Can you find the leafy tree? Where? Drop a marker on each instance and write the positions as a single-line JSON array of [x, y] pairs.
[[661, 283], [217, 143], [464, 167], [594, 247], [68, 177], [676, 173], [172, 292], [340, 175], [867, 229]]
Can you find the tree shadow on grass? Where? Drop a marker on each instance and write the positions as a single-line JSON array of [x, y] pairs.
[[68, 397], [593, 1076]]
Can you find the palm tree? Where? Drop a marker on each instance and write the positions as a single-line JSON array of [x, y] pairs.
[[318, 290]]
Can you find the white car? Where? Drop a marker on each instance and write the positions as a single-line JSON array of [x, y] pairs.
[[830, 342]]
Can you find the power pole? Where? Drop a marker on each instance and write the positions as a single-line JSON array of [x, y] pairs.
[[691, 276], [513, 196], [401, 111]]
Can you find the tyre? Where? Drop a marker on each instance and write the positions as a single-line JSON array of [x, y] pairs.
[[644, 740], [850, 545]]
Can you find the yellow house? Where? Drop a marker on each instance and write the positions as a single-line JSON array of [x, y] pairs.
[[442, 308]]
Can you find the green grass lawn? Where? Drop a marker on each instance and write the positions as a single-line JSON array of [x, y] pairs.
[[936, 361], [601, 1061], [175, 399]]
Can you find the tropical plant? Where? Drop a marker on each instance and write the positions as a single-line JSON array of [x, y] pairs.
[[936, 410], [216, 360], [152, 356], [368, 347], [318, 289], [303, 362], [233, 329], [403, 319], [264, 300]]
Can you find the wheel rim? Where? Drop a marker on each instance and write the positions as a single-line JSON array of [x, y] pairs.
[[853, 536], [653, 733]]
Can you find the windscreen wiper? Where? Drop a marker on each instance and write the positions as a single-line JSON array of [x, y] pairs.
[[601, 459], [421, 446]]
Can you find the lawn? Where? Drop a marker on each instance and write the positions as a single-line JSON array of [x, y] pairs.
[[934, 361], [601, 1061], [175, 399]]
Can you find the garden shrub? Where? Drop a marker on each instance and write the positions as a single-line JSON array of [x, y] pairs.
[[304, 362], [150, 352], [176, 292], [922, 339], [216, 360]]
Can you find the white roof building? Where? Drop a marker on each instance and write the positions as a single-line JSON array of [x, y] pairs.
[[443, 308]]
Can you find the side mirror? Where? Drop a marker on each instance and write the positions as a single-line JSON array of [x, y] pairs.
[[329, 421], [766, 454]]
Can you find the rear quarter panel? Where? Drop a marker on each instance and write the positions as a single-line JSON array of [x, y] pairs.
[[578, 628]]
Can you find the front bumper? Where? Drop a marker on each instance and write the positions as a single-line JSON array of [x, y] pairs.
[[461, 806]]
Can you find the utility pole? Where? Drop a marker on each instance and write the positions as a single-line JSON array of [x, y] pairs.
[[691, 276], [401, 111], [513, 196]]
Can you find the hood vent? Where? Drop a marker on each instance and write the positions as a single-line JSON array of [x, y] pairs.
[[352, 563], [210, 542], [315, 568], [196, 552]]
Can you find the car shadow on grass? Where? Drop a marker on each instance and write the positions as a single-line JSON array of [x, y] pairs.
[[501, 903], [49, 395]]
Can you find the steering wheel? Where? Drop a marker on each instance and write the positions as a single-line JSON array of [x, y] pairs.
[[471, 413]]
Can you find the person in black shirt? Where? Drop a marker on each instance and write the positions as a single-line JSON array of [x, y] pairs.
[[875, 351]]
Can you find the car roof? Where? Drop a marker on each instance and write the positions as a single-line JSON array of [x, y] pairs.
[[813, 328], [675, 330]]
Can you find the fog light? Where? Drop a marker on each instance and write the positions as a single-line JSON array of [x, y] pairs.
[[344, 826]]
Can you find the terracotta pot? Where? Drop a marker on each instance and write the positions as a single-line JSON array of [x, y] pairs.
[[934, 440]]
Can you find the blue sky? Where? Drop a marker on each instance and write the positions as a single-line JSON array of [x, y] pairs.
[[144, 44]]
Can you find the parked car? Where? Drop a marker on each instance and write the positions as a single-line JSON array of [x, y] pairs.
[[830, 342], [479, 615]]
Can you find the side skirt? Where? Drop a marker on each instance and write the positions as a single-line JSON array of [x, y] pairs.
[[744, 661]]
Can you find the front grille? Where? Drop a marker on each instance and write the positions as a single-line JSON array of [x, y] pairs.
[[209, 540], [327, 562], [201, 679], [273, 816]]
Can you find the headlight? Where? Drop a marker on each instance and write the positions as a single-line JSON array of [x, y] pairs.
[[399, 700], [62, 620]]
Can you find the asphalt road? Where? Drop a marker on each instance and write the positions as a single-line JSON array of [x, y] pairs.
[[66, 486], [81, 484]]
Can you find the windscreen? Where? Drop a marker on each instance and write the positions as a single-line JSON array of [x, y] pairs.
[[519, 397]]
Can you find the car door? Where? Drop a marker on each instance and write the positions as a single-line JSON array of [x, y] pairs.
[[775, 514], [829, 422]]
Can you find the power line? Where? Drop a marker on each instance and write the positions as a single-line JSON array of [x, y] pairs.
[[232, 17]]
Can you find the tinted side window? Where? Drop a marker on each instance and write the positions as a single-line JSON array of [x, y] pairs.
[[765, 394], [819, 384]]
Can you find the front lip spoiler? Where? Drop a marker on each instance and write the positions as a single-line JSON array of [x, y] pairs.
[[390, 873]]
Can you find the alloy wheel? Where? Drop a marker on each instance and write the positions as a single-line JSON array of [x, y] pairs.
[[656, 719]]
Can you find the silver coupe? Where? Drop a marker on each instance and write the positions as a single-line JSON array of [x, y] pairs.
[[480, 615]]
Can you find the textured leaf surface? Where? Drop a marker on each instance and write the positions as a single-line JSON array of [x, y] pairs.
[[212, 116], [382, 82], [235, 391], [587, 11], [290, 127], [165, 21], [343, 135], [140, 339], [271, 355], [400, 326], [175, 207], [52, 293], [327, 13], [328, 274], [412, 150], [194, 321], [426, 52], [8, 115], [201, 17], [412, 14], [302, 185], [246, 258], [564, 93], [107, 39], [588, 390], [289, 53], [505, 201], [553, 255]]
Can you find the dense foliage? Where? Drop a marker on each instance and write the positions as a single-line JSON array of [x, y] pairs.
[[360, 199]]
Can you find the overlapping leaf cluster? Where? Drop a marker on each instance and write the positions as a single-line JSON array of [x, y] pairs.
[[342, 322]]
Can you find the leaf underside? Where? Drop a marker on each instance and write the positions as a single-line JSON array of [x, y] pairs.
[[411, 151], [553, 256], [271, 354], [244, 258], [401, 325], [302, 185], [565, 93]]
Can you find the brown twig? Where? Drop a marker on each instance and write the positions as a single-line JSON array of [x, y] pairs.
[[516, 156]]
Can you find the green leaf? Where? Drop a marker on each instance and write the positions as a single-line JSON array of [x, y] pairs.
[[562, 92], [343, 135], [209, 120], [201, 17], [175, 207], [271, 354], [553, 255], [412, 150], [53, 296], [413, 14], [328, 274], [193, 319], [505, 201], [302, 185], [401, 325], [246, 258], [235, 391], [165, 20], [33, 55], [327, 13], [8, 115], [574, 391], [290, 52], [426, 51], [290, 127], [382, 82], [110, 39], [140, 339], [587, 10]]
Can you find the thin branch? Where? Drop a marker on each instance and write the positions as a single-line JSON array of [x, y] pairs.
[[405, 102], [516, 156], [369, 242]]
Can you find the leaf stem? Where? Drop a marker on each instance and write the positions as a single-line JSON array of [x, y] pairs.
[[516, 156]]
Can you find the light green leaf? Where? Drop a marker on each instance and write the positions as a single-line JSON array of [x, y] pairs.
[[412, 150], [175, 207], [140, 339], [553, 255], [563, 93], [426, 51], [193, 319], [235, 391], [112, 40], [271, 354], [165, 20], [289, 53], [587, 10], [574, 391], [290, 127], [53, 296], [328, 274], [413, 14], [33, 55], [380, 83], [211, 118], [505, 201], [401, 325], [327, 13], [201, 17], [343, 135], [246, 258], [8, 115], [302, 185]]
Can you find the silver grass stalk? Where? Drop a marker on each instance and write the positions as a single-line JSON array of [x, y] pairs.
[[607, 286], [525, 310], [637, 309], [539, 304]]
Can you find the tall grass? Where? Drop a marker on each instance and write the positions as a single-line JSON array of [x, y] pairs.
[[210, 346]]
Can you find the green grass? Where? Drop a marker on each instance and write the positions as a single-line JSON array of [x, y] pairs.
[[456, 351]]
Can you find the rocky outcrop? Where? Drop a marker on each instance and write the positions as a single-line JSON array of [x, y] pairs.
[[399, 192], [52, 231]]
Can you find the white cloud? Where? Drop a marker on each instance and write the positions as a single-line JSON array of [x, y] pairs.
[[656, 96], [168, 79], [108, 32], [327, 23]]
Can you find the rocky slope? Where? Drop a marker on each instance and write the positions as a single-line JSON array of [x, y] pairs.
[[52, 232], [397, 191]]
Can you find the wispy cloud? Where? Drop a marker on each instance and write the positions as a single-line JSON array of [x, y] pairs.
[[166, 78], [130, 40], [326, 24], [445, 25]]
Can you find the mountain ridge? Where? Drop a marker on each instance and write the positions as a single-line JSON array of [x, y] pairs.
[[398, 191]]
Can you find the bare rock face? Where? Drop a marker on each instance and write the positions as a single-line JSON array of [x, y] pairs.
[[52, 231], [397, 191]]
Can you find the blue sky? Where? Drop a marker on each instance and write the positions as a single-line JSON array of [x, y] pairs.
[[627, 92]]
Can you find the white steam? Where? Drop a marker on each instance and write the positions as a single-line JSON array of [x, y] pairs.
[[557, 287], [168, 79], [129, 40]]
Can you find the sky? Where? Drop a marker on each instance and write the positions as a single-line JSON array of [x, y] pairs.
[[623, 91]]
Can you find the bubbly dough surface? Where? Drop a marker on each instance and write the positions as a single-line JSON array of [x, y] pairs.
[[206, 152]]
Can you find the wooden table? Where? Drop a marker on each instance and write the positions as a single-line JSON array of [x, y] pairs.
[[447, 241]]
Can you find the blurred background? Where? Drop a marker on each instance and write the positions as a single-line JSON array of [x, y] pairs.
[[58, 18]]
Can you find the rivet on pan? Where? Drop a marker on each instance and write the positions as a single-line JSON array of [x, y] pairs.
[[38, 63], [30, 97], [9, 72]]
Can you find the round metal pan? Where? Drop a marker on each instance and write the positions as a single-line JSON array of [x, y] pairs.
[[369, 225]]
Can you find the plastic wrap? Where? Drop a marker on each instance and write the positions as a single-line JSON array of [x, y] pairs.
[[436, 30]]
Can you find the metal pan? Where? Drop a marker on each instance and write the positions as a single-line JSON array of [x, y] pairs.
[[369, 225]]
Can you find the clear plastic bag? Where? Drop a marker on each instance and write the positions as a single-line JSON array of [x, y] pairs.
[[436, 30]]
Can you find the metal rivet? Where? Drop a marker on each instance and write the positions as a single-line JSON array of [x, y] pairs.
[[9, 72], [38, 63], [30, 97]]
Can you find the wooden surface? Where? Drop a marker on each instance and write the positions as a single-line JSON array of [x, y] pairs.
■ ■ ■ ■ ■
Turn the lines of the records, from the line with "Can you find the power line?" up to and including the line with "[[232, 17]]", into a numbered list, omitting any blank lines.

## Task output
1. Can you find the power line? Where? Drop a marker on each instance and write the positions as a single-line JSON array of [x, y] pairs.
2. [[232, 17]]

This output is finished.